EditorialHeadline

Inovasi Berujung Jeruji Besi

Plt Gubernur Aceh Nova Iriansyah bersama Munirwan saat meraih juara I Gampong Terbaik | Foto: Okezone

BENIH IF8 adalah varietas benih unggul yang pertama kali dikenalkan oleh Prof Dwi Andreas, Dosen di Institute Pertanian Bogor (IPB). Prof Dwi sendiri merupakan Ketua Asosiasi Bank dan Benih Tani Indonesia (AB2TI) pusat.

Varietas ini, awalnya merupakan benih padi yang diperuntukan bantuan bagi komunitas petani di Nisam, Aceh Utara. Dan selanjutnya, Munirwan, Sekretaris AB2TI provinsi Aceh, dan juga geuchik di kecamatan tersebut berhasil mengembangkan benih ini. Alhasil banyak masyarakat yang mempergunakan benih padi varian baru tersebut..

----

=== TUJUAN LATIHAN ===
Tentukan apakah setiap pernyataan berikut sesuai dengan teks tentang benih IF8 di atas, lalu jawab ya atau tidak disertai kutipan kata-kata teks yang menjadi penentunya: (a) Benih IF8 pertama kali dikenalkan oleh Prof Dwi Andreas. (b) Munirwan adalah Ketua AB2TI pusat. (c) Benih IF8 awalnya ditujukan sebagai bantuan bagi komunitas petani di Nisam, Aceh Utara.

Entri dari set data penunjukan:
----

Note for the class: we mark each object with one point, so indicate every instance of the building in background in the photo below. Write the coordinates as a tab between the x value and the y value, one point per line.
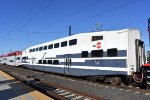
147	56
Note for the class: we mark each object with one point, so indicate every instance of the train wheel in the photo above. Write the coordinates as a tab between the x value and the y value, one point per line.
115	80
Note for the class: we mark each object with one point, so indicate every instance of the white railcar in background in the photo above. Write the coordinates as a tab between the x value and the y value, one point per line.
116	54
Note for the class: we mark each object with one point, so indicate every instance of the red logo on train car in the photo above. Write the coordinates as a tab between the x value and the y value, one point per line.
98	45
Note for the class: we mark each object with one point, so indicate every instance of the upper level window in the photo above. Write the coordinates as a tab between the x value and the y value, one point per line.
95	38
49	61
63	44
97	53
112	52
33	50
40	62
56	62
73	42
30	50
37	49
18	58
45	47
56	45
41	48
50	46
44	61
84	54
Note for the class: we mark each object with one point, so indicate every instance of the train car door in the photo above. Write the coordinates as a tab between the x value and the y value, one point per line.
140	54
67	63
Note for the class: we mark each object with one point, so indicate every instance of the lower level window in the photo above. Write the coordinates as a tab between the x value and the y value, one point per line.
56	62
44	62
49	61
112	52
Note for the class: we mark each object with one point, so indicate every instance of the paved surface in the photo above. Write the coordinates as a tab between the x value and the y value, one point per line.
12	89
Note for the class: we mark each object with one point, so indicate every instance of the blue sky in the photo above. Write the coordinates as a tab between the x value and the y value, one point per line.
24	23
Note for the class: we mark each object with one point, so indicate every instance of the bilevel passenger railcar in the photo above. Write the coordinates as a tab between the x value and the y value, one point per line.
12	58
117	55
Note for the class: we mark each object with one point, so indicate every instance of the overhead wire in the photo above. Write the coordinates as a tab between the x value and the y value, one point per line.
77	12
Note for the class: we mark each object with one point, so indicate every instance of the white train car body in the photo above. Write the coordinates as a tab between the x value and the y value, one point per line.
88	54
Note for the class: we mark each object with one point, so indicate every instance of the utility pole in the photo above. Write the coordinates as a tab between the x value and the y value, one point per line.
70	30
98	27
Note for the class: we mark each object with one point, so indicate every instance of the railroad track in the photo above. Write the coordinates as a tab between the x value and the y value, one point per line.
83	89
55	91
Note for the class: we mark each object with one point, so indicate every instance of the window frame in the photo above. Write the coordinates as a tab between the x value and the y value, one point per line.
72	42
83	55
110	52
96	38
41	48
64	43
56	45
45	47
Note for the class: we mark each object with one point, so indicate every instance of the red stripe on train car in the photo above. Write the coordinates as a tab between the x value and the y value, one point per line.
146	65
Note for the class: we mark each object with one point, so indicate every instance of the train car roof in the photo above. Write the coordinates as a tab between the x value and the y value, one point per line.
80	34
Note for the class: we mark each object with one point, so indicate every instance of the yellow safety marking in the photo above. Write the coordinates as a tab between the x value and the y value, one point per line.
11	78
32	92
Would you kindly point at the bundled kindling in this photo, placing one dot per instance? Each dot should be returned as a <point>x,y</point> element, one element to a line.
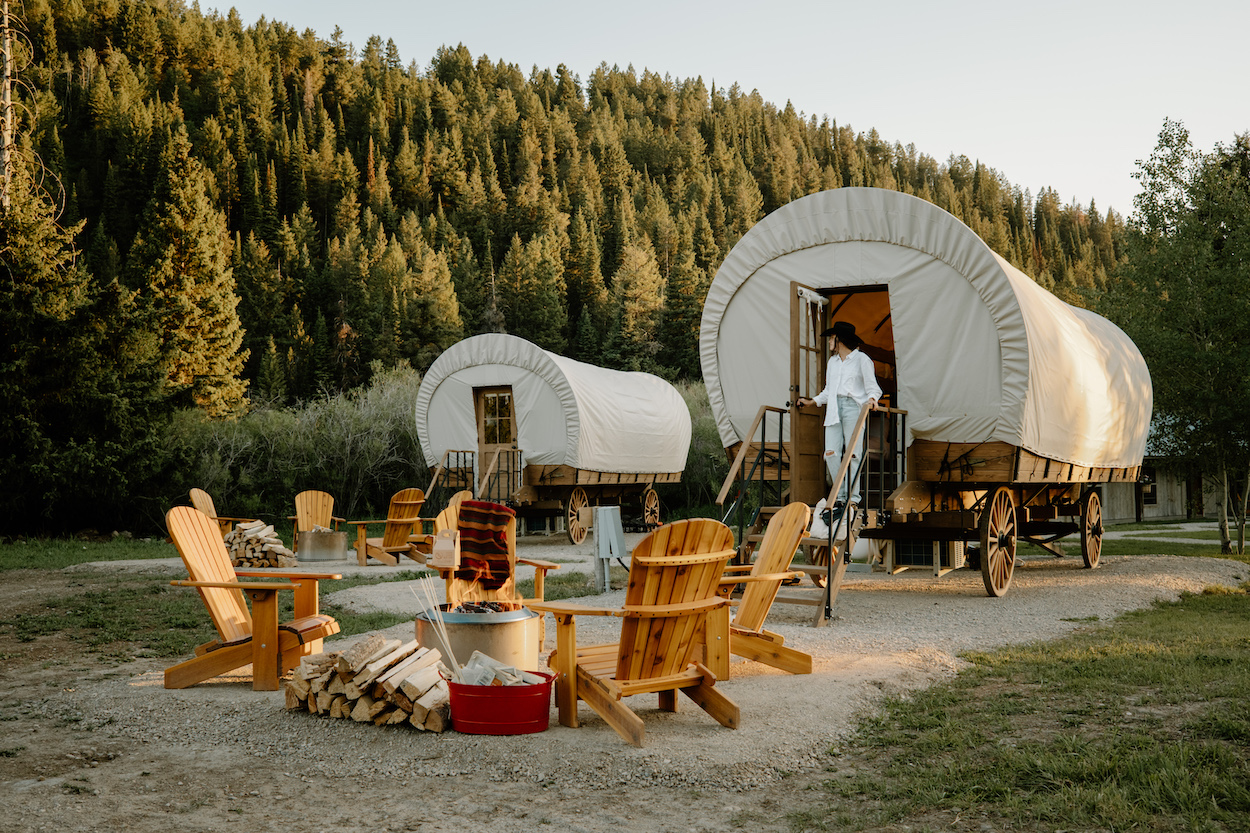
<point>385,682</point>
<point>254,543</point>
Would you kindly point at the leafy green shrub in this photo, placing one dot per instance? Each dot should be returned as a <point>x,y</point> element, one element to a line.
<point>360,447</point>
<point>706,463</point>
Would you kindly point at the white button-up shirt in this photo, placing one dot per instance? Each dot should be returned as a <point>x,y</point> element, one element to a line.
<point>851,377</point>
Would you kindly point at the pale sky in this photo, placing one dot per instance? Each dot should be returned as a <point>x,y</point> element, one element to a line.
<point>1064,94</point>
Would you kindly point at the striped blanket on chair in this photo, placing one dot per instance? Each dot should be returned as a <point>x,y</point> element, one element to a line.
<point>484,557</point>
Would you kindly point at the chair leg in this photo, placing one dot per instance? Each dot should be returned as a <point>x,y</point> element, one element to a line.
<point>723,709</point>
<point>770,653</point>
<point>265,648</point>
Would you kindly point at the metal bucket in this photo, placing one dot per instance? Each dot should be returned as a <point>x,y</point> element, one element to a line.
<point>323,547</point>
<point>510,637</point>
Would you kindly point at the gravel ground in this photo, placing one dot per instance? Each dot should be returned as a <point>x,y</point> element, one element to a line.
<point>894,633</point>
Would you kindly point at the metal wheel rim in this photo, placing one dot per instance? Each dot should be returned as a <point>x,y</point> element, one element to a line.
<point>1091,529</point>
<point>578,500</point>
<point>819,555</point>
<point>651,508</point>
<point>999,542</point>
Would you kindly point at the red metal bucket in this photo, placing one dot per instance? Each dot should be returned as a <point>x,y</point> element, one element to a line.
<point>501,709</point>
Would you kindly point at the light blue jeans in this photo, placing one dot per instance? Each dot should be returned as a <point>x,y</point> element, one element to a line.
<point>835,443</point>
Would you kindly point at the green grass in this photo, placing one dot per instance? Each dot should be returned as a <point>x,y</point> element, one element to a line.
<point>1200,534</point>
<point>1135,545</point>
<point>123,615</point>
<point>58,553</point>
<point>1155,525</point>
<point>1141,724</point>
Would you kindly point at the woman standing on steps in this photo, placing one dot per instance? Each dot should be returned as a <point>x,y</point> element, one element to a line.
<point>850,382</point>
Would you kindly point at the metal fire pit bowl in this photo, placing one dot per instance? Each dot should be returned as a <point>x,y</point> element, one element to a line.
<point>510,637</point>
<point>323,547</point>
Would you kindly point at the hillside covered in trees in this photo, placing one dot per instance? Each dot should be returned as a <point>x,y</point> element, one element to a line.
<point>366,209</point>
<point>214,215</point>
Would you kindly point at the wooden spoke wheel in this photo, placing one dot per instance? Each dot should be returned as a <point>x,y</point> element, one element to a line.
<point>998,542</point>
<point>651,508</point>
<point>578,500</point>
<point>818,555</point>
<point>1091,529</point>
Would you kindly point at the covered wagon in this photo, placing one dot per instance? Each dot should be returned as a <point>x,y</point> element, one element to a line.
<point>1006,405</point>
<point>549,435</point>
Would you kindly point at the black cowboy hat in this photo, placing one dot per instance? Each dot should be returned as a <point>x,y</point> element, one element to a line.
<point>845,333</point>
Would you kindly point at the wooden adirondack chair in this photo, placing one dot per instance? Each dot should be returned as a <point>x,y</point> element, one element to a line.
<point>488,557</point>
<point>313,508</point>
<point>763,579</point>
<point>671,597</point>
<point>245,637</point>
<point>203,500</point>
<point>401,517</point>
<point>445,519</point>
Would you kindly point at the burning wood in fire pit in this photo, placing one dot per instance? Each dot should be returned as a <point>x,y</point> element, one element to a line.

----

=== JAWABAN YANG DIHARAPKAN ===
(a) Ya: "varietas benih unggul yang pertama kali dikenalkan oleh Prof Dwi Andreas".
(b) Tidak: "Munirwan, Sekretaris AB2TI provinsi Aceh"; yang menjabat ketua adalah Prof Dwi, "Prof Dwi sendiri merupakan Ketua Asosiasi Bank dan Benih Tani Indonesia (AB2TI) pusat".
(c) Ya: "awalnya merupakan benih padi yang diperuntukan bantuan bagi komunitas petani di Nisam, Aceh Utara".